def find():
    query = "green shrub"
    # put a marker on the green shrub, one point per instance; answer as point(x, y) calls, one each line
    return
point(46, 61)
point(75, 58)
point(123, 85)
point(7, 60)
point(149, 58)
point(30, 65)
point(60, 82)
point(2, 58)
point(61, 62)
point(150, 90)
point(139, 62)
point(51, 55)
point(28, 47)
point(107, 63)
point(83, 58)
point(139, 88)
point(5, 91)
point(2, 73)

- [The problem]:
In the material above, find the lines that contain "shrub" and show them.

- [Task answer]:
    query = "green shrub"
    # put a marker on the green shrub, one point per instance; answer as point(x, y) calls, one each line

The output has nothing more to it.